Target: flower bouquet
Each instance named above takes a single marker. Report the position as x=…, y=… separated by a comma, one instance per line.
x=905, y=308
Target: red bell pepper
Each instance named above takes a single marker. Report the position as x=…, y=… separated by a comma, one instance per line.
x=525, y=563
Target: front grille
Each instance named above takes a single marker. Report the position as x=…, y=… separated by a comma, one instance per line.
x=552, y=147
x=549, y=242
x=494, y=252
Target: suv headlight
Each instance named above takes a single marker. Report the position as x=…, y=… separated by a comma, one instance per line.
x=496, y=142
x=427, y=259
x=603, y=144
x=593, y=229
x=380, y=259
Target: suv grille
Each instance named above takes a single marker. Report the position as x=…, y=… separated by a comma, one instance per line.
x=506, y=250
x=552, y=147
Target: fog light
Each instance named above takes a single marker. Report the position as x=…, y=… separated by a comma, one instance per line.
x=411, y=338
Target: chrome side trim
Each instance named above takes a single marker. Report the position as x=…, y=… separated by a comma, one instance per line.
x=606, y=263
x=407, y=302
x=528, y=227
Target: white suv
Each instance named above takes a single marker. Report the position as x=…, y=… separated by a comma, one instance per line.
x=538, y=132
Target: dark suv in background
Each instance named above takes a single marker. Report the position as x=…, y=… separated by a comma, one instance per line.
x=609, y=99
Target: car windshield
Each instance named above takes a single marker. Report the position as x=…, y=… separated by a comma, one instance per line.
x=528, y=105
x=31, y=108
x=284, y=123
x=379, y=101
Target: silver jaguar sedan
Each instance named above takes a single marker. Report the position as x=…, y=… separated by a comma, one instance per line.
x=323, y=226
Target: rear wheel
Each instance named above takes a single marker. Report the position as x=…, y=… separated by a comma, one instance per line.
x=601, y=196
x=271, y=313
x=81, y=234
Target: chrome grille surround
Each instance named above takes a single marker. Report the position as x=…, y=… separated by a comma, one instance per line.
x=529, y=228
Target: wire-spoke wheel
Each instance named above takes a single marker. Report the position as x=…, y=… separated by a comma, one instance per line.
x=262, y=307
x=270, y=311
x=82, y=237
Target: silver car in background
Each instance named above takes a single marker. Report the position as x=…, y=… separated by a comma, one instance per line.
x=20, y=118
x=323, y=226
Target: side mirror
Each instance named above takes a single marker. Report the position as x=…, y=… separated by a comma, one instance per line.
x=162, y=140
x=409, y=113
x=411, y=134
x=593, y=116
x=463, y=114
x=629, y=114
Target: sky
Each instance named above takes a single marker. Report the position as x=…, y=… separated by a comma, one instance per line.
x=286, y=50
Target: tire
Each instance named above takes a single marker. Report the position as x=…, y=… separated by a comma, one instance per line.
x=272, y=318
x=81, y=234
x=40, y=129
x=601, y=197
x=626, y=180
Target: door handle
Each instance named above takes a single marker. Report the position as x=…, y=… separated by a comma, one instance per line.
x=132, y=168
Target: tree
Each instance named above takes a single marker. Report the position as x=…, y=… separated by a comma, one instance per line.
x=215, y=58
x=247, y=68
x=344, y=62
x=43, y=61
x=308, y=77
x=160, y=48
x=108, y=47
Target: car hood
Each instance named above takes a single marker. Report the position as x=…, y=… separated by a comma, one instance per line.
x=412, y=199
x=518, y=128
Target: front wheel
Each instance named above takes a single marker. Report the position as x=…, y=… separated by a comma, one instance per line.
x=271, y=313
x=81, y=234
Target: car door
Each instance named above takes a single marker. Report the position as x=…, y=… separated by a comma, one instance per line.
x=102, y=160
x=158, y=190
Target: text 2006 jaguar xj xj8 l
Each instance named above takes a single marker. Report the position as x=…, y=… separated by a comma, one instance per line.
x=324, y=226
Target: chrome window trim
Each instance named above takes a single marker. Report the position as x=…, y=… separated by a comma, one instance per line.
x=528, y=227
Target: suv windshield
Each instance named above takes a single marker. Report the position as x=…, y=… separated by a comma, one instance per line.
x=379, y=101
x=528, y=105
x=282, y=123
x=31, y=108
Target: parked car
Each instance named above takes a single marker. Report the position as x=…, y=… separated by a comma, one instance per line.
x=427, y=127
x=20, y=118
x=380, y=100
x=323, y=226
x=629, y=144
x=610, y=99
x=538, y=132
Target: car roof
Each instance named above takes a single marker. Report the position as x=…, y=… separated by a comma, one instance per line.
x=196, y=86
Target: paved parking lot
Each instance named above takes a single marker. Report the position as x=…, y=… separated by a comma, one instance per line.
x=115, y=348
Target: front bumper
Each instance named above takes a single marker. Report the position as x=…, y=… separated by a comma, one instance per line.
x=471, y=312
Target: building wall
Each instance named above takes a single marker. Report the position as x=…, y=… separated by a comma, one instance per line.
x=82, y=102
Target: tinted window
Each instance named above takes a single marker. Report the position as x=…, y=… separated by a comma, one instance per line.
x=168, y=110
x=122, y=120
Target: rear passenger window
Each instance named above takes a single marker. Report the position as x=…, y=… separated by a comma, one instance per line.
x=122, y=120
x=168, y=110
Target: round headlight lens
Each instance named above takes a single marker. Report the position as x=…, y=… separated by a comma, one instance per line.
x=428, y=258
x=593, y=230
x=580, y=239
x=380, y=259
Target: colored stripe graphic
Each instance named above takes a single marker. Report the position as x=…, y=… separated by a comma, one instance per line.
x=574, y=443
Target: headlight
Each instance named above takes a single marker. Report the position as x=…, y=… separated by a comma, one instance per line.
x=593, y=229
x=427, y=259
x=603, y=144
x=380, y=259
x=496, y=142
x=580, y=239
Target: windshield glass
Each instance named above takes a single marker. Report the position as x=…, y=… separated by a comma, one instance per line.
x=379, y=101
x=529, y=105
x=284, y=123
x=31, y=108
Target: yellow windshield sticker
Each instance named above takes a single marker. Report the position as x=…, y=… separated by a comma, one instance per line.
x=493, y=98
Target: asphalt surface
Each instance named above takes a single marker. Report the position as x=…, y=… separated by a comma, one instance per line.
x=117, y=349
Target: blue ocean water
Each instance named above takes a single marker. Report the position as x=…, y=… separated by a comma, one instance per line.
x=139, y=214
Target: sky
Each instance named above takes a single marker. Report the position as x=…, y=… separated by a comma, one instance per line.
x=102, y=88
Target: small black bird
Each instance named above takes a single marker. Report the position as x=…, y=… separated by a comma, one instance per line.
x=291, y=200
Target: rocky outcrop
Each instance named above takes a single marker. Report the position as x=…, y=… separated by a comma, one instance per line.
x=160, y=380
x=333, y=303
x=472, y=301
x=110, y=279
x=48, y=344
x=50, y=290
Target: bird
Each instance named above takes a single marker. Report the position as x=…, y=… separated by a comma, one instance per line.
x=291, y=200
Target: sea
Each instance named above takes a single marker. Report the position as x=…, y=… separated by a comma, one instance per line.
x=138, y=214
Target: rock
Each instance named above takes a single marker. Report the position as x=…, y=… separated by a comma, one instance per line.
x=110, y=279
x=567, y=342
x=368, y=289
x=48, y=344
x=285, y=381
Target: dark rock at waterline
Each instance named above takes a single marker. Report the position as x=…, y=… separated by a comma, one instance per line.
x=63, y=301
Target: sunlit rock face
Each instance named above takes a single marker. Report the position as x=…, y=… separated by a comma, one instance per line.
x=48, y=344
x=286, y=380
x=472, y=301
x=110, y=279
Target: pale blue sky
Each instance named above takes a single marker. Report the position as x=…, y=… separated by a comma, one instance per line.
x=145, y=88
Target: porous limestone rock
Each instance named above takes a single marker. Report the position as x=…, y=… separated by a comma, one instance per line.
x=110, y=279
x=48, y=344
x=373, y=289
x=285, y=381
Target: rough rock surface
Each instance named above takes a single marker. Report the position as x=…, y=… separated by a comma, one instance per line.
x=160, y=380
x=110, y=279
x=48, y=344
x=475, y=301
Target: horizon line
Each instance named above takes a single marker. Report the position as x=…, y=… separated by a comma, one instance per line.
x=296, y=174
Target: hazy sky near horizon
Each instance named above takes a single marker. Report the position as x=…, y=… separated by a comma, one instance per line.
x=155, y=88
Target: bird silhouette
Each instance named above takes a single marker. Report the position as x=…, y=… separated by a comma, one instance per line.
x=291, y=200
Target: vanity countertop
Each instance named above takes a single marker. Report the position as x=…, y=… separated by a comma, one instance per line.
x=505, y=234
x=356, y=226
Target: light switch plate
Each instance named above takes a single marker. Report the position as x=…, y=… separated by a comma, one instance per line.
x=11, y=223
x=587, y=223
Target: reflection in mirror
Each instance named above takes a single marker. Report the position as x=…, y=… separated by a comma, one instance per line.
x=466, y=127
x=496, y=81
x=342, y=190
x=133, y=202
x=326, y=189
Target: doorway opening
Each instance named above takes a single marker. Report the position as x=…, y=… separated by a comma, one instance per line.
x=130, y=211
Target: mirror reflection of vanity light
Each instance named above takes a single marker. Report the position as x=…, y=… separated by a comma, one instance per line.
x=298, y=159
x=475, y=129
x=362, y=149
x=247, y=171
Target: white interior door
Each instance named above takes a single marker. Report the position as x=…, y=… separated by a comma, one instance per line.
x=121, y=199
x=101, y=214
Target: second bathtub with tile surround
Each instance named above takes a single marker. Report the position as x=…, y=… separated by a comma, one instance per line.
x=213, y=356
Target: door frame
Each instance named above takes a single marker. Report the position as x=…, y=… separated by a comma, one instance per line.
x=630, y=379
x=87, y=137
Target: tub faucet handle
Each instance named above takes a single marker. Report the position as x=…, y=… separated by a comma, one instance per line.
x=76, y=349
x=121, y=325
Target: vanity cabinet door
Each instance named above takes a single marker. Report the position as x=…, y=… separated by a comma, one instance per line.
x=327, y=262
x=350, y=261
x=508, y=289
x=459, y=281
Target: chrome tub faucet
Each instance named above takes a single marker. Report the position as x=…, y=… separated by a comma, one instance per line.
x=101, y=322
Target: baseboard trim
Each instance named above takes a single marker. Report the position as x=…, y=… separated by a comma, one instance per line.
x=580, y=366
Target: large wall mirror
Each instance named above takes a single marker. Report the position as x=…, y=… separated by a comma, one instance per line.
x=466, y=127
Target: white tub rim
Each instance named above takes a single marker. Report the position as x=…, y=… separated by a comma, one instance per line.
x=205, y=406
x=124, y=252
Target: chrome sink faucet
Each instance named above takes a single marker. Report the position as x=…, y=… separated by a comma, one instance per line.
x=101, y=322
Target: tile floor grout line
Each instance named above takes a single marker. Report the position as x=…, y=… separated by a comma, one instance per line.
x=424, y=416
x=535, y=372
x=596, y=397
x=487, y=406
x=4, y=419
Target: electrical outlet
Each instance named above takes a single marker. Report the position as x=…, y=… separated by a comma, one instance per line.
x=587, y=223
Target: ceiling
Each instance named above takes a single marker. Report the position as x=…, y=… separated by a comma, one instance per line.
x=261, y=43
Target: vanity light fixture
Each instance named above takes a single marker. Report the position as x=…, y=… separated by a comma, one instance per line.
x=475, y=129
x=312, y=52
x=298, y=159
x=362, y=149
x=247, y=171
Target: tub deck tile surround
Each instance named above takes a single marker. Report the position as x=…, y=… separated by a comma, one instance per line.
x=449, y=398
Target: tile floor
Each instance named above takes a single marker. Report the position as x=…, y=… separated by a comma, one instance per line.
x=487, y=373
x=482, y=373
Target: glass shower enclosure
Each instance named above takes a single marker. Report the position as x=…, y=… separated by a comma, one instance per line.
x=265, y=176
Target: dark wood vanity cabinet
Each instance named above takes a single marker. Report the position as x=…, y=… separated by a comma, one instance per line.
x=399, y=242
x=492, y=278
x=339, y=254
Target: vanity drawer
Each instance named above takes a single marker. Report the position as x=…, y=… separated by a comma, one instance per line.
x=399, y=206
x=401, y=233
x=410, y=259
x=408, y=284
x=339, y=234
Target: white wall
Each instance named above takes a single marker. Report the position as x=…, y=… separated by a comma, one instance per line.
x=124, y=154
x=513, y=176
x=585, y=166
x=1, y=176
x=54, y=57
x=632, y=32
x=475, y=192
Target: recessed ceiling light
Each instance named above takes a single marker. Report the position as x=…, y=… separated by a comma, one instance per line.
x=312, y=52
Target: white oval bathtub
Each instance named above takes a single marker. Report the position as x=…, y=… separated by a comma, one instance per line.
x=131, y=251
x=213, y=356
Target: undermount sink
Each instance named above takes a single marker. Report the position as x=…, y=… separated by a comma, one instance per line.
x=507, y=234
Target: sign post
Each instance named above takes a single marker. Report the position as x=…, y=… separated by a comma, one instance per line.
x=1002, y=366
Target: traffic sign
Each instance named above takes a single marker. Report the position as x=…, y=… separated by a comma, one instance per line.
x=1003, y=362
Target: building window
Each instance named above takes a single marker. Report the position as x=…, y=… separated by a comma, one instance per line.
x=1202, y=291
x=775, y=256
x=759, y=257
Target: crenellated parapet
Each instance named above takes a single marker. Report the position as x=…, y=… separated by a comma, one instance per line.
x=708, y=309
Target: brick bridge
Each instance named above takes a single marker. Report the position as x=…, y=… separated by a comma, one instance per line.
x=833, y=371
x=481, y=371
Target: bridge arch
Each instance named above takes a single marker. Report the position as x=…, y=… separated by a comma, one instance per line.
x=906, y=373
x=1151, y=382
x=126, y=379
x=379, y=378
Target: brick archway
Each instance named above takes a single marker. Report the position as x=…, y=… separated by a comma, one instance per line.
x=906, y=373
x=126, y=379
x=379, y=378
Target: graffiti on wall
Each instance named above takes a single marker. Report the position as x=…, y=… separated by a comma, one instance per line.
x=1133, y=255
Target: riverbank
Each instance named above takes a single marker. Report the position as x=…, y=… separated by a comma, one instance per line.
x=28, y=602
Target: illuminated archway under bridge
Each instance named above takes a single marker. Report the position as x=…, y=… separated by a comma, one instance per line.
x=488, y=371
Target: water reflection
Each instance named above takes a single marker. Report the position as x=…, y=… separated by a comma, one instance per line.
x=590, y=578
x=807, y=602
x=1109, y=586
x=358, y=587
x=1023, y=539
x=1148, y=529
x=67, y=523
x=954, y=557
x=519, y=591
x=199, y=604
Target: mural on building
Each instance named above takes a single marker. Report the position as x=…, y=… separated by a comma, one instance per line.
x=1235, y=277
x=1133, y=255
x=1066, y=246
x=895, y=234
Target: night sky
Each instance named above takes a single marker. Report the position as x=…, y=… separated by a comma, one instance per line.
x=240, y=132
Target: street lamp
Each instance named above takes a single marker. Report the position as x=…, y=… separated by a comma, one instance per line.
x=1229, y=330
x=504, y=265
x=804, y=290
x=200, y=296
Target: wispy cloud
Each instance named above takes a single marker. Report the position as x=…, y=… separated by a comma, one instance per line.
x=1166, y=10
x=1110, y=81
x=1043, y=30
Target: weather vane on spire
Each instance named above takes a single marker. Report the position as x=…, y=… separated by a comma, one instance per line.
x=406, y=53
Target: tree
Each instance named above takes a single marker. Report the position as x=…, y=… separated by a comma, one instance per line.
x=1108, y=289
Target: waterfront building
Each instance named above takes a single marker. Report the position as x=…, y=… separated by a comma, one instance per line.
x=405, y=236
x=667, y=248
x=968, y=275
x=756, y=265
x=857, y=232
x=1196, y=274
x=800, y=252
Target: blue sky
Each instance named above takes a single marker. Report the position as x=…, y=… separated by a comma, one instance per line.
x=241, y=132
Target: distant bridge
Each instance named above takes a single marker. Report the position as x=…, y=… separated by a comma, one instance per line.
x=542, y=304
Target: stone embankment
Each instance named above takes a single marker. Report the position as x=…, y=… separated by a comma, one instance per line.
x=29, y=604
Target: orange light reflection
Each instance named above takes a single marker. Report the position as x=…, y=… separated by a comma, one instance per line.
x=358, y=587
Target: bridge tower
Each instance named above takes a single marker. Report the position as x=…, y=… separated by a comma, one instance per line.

* * * * *

:: Work to complete ::
Rewrite only the data from the line holding "Target: front wheel" through the line holding "x=158, y=190", inclusive, with "car door" changed to "vehicle door" and everything else left the same.

:: Task answer ::
Target: front wheel
Each instance named above takes a single marker. Report the position as x=…, y=… separated by a comma, one instance per line.
x=271, y=313
x=81, y=234
Target: vehicle door
Each instance named above takes a single marker. Report the position as x=…, y=… separated by a comma, one instance per line.
x=102, y=160
x=158, y=190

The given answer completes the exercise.